Source extract
|---|
Did any of that make sense to you? I know it didn’t make sense to me the first dozen or so times I read it over the years. Let me see if I can make sense of this scientific obstruction for you.

After the Big Bang the universe was hot. Really hot. Dante didn’t have enough levels in hell kind of hot. So hot everything was pure energy. Over time, the universe expanded, and just like the gas expanding as it comes out of a can of compressed air, the expanding universe cooled. By the end of the First Three Minutes (Link goes to book on this by Steven Weinberg) atomic nuclei had solidified, and the universe was a mix of electrons, light, and nuclei. These three things formed a plasma; the same type of stuff that fills fluorescent bulbs and neon lights. In a fully ionized plasma, atoms have no electrons at all. The electrons have such a high energy that they can’t bond to the nuclei! As the electrons and protons interact with one another, they exchange energy, and sometimes they give off photons in the process. They also interact with already existing photons, absorbing them and re-emitting them in new directions and at new colors. In the extremely dense, high-energy plasma of the early universe, the photons were being constantly emitted and re-absorbed, and an individual photon couldn’t travel any appreciable distance (even on the atomic scale!) without being absorbed. It’s this “Can’t get anywhere without being absorbed” part that makes the universe opaque.

Opaque can be taken a couple different ways. My bathroom mirror is opaque because photons can’t go through it (they just bounce off at visible wavelengths). A neon “Open” sign is also opaque, but in this cause it’s because a photon can’t get through it without interacting with the gas and being absorbed (and potentially re-emitted).

So, from about minute 3 to year 380,000 the photons, electrons, and nuclei formed an interacting soup. Then one day, at one specific moment, the universe cooled enough that the electrons and and nuclei could bond. Heat is just a form of energy, and as the universe cooled, the individual electrons lost energy and could eventually bond with atomic nuclei.

For reasons that have never made sense to me, the moment the electrons bonded with the nuclei is called recombination. This was, in fact, the first time the electrons formed lasting bonds with nuclei, so it was the moment of initial combination. Someday I hope to find someone who can explain the name to me who was around when they gave recombination the name recombination. Until then, I’m just going to nod and smile.

As the electrons bonded with the nuclei, they had a bunch of different energies. Some of the electrons were bouncing around fairly slowly, and when they went from free ranging to bound, they gave off a low energy photon. Others were zippying along fairly fast with a high energy, and when they bonded with a nuclei, they gave off high energy photons. Most of the electrons were somewhere in between. If one were to make a plot of the number of photons as a function of color (and this has been done by way more than one astronomer), that plotting person would get a shape called a black body curve. Hot objects, in idealized situations, give off light in a distribution that always has the same shape, but changes in color with temperature. (Check out this neat website for an applet you can play with.)

So, at the moment of combination, which we call recombination, photons flew away from the newly formed atoms with a blackbody distribution of colors. Every single bit of space emitted photons in every direction. This means that no matter where in the universe you are, you will see CMB photons. It also means, as time goes on, we’re going to continue to see CMB photons, but they’ll be photons that formed farther away from us than the ones we’re seeing today. It is as though we are seeing the universe clear out a sphere of stuff for us to look at. Five billion years ago, the CMB originated from a significantly closer point. Had we been able to watch the universe for the past 5 billion years, we might have seen the CMB move away from a spot where the first stars blink appeared to on. Then, we might have seen new galaxies form in that same piece of space that was the furthest visible piece of space when our Sun formed.
|---|
Exercise instructions
**A.** In the explanation of the cosmic microwave background, over what period did photons, electrons, and nuclei form an interacting soup?
**B.** Continue the explanation of the cosmic microwave background from its last sentence.

Data records
|---|
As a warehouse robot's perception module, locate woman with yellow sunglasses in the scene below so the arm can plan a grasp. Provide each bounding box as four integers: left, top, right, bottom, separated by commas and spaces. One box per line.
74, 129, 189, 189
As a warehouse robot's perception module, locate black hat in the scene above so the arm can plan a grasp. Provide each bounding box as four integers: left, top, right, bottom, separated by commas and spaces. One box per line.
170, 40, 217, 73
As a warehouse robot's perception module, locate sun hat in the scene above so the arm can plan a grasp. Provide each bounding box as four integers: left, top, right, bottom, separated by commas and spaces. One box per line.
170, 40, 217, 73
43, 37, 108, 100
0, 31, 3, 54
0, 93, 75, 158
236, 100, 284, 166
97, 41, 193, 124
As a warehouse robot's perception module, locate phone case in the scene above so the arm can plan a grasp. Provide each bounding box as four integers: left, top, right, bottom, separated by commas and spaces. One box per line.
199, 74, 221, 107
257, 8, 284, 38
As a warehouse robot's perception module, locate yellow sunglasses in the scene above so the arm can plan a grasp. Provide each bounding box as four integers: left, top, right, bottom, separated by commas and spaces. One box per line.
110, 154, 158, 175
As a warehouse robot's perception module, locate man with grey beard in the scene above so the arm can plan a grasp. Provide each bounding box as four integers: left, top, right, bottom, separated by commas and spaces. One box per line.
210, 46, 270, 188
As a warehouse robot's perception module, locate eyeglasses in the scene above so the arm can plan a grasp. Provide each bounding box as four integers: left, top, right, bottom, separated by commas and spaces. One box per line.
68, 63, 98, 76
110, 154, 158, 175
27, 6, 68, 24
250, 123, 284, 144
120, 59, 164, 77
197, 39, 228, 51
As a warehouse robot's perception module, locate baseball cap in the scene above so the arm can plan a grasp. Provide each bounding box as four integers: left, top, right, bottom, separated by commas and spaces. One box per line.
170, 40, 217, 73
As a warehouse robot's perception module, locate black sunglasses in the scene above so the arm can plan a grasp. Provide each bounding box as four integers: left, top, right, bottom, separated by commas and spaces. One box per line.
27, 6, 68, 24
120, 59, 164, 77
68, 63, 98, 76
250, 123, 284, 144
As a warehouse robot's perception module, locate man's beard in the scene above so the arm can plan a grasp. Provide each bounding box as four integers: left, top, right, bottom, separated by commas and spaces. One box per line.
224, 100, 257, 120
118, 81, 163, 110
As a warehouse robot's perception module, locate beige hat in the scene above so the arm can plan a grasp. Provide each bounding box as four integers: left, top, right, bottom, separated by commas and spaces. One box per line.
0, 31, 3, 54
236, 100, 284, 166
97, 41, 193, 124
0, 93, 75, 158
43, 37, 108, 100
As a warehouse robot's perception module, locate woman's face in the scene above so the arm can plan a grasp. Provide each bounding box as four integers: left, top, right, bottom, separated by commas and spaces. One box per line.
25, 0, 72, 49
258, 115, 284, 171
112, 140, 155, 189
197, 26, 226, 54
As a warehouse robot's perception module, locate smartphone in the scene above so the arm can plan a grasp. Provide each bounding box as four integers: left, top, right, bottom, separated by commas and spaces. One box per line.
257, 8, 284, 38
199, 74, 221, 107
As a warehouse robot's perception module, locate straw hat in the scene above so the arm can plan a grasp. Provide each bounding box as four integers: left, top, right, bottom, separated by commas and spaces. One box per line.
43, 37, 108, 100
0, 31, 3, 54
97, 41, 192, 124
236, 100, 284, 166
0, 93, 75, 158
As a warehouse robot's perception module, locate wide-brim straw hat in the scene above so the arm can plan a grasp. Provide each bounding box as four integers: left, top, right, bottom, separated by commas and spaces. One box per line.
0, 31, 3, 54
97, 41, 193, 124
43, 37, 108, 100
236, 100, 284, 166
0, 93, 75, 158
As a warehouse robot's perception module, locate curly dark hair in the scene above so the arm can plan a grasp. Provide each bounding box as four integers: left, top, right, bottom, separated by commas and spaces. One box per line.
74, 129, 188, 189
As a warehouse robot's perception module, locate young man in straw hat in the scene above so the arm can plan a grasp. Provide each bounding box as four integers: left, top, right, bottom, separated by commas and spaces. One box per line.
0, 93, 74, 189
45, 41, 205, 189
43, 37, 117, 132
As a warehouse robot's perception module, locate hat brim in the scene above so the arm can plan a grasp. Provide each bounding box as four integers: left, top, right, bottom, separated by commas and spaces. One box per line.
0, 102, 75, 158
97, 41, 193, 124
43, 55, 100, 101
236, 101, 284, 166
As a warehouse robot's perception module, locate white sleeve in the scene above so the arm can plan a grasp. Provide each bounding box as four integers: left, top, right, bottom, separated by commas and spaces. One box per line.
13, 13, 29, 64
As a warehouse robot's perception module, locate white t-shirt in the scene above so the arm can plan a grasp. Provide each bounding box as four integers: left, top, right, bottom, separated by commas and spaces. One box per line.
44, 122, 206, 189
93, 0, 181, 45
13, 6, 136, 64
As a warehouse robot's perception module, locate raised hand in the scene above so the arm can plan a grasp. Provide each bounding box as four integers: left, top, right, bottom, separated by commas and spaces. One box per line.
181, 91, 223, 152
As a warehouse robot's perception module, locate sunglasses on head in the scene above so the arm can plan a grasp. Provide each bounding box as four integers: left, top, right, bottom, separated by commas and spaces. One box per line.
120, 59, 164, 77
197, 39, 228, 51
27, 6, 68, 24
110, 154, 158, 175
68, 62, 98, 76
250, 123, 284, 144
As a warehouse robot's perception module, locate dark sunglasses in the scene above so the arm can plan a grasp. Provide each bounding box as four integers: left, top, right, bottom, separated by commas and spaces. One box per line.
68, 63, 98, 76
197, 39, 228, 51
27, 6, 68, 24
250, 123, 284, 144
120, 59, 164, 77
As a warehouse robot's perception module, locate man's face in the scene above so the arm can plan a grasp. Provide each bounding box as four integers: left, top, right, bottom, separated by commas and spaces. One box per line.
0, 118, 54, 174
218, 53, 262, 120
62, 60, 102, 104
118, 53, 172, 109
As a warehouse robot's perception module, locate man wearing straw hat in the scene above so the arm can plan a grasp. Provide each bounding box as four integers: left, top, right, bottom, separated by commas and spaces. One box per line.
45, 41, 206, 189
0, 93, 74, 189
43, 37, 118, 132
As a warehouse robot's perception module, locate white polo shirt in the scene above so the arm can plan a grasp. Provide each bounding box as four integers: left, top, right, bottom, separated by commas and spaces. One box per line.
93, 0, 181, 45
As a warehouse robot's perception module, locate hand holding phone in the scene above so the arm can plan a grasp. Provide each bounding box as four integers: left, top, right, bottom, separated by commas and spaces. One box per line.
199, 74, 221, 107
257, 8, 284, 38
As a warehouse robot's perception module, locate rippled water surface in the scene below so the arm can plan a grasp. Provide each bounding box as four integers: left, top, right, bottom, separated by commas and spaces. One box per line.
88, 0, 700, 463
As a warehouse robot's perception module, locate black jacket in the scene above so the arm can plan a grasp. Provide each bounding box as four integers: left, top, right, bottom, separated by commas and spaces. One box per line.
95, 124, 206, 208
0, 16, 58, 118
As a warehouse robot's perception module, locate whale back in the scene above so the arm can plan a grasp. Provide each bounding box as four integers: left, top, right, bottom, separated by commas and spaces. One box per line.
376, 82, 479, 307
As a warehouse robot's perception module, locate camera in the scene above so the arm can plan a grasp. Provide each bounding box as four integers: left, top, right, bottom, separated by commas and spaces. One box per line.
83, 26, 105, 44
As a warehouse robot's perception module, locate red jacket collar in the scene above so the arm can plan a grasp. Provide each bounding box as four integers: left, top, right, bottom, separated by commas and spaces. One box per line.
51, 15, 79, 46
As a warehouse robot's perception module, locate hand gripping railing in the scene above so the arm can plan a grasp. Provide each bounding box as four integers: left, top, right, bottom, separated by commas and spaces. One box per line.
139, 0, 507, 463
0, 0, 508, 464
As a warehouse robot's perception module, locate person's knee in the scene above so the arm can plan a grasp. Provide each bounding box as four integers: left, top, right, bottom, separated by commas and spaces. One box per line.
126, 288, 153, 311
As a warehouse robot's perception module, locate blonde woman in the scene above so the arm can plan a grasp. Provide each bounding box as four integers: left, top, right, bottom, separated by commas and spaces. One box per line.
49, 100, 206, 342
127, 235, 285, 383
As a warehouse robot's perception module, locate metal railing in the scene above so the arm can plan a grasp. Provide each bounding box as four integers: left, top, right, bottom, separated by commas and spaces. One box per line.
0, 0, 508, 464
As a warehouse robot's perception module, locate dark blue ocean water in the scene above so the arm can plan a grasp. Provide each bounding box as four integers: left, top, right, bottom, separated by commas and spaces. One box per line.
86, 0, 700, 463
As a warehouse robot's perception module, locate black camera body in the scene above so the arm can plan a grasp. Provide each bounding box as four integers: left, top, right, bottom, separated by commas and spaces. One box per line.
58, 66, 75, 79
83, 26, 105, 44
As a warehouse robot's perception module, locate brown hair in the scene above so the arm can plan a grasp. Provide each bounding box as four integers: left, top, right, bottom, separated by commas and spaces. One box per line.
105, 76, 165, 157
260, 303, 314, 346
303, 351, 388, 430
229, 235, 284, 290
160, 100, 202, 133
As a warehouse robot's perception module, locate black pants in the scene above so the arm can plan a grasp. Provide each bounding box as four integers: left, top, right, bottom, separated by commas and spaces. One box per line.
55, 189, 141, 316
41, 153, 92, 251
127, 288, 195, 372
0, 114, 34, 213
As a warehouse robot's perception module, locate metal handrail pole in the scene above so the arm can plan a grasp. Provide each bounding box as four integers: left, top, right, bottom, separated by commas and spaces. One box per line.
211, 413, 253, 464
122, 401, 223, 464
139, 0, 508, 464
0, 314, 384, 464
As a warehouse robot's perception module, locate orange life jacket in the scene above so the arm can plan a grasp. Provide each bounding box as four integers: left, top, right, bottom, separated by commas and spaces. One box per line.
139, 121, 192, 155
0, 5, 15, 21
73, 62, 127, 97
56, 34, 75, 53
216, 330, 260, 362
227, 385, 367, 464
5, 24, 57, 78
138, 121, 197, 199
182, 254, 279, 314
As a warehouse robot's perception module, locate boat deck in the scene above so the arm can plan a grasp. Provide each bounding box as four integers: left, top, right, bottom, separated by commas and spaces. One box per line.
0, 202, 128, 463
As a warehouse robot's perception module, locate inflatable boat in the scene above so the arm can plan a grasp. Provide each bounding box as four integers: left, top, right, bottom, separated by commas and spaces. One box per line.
|---|
The answers
**A.** From about minute 3 to year 380,000.

**B.**
It is sad that on human time scales we can’t actually perceive our visible horizon moving away from us.

We will never be able to see beyond the CMB. It is a wall of light that blocks everything that happened before it was formed. The wall is always moving away, but it will always be there.

But that’s okay. It actually does a lot of good, and helps us understand a lot of different things about our universe. I’m going to go into to all the cosmology that we get from the CMB tomorrow, but before I post this post, I’m going to go into one more thing: How the CMB helps us see where we are going.

If you don’t know what doppler shifting is, go read this and play with this.

So, here we are on the planet Earth. As we look at the CMB, we can see in our observations Doppler shifts that come from our motion around the Sun. We can also see our motion around the Milky Way. We can also see our galaxy’s motion in the local group. And, we can also see our local group’s motion as it gets pulled (and not pulled) by the gravity of stuff (and lack of stuff) around us. (A story on voids not pulling can be found in this post).

So, it is because of the Doppler shifts observed in the light of the CMB that we are able to see exactly how we are moving relative to the Universe as a whole. The CMB is uniformly coming from a bit farther away every moment, but its color and brightness doesn’t change in any perceptible way (and given the overall size of the universe, it’s moment-to-moment change in distance doesn’t matter either). This makes the CMB a constant light of constant color that we can use to get amazingly precise Doppler measurements of our own velocity. (image credit: DMR, COBE, NASA. See this link for good explaination)

In essence, the CMB is acting like the beam in a police officer’s radar gun, and all we have to do is build the detector to to catch the beam.

So, while it is really hard (and in practicality impossible) to know exactly where we are in the greater, not fully visible to us, universe, the CMB at least let’s us very accurately measure what direction we are traveling it. And that lets us know where to look to find what is gravitationally pulling (or failing to pull) on our little system as it travels through the vastness of the cosmos.

Two of the most well defined ways we have of studying the universe’s shadows are the Cosmic Microwave Background (CMB) and gravitational lenses. Both things are scientifically interesting in their own right, and each can be used to indirectly see otherwise invisible content in the universe. Recent papers have shown how the CMB may allow astronomers to study our own solar system’s Oort Cloud (the source of long period comets), and how gravitational lensing effects can be used to map dark matter. Rather than try and discuss both these topics in one post, I’m going to take on gravitational lenses today, and dig into the cosmic microwave background tomorrow. (image credit: Kneib & Ellis w/ Caltech Digital Media Center)

The concept of gravitational lensing is perhaps one of the most important in astronomy. Put very simply, just as the gravitational pull of a planet on a comet can cause the comet’s orbit to significantly change shape, so too can the gravity of an object cause the path of light to change. How much the light’s path changes is directly related to the mass of the object the light is passing near. If I shine a flash light past you, the beam will not deviate in a way any measuring apparatus can measure. If I shine a flash light past the Sun, the beam will bend a couple of seconds of arc (It will appear to move about two hair’s width on the sky). If I shine that same light past a black hole (making sure the beam doesn’t enter the event horizon!) the beam might get bent well over 90 degrees! (for mathematical discussion see this neat discussion)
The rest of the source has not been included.